Records to use:
[Start of Attachment]
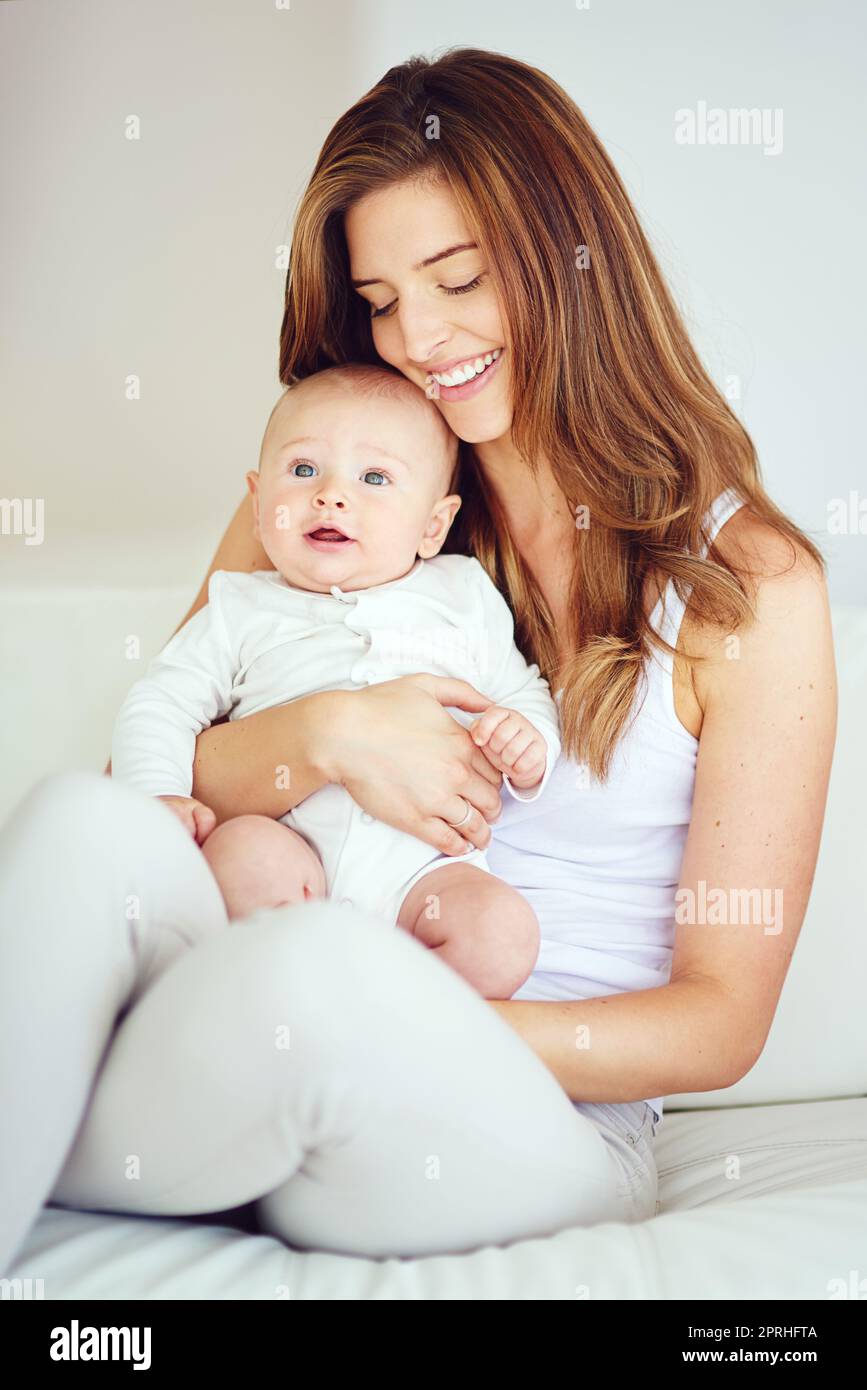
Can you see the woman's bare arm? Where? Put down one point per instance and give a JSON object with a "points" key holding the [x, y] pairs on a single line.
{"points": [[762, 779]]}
[End of Attachment]
[Start of Attachment]
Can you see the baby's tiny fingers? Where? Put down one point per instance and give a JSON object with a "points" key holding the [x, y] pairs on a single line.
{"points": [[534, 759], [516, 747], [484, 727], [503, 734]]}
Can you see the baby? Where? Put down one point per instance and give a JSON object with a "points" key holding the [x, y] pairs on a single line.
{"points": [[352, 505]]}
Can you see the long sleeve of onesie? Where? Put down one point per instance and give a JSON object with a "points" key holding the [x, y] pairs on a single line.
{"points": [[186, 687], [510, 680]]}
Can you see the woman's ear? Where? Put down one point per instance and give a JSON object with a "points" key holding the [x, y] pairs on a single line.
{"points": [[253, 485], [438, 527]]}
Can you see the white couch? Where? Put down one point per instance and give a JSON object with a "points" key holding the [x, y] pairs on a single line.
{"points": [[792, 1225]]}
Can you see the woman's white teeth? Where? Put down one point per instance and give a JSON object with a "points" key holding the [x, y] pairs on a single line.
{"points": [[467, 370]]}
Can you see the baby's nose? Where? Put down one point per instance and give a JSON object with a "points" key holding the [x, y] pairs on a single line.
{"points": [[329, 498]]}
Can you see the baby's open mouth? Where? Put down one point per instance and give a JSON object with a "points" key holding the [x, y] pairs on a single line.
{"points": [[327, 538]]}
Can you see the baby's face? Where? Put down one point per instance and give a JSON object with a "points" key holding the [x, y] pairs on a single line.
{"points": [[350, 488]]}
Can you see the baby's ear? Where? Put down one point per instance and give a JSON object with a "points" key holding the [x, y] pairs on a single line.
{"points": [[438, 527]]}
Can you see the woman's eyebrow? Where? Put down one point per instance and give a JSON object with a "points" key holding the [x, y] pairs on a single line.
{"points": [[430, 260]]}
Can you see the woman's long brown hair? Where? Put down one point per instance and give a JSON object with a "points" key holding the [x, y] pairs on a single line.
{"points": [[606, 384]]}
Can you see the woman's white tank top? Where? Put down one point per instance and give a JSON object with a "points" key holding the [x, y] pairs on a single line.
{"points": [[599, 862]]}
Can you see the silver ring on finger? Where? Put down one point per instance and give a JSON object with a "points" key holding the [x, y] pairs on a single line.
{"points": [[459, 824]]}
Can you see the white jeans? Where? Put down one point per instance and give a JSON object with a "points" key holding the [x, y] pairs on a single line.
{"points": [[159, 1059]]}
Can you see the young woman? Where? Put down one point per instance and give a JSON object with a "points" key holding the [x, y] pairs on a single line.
[End of Attachment]
[Start of Attachment]
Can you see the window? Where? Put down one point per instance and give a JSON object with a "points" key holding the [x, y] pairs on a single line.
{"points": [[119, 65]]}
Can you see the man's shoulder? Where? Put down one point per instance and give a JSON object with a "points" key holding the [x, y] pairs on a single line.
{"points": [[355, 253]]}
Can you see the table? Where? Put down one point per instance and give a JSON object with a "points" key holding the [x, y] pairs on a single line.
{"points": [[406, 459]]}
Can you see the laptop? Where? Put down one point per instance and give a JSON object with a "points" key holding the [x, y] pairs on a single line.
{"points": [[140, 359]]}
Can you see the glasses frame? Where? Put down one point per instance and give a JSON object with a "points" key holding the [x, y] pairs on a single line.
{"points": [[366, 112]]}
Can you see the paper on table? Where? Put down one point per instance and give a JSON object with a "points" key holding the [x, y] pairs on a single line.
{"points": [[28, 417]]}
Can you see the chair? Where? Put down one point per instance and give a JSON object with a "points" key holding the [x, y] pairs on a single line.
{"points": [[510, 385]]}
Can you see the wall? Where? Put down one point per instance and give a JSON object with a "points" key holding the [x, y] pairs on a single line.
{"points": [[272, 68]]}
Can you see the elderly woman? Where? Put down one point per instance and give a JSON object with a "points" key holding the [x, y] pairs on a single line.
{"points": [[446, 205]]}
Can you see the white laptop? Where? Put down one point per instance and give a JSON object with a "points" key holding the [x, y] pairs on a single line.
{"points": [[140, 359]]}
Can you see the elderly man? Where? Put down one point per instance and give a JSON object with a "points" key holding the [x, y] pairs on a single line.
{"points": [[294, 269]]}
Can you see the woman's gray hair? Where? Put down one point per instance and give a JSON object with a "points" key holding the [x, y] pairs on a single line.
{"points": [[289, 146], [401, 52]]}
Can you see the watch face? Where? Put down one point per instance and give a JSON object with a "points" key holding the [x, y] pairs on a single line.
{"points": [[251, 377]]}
[End of Attachment]
Goal of the exercise: Output only an exact transcription of the lines above from the one with "Can you see the baby's ear?" up to and including the one with "Can you see the young".

Your solution:
Can you see the baby's ear? Where? Put down one point per instance and give a JSON object with a "points" key holding the [x, y] pairs on a single line.
{"points": [[438, 527]]}
Can you see the woman's eyebrow? Where? Put down one point per instance and give a JSON object with a "points" key holding the [x, y] pairs on a single line.
{"points": [[430, 260]]}
Can you see the woman's long brown hair? Where? Put down one point per instance and give a JSON object with a "points" key holding the [x, y] pairs on a single line.
{"points": [[606, 384]]}
Can you see the woman's white tank top? Where? Put down one point per instance and give a JSON object with a "points" key holding the [x, y] pairs on a single line.
{"points": [[599, 862]]}
Can you see the silver ring on finger? Where? Put down one point per instance and give a JSON object with a "points" key holding the [x, y] pairs on a single line.
{"points": [[459, 824]]}
Can you see the white jeans? Where? Put down one point per instance and give a JSON object with a "points" key holding the [x, y] pairs on a single line.
{"points": [[159, 1059]]}
Can you see the young woman? Where? Put down one point per instance and give a JSON object with a "points" key holding the [x, y] pairs on a single line.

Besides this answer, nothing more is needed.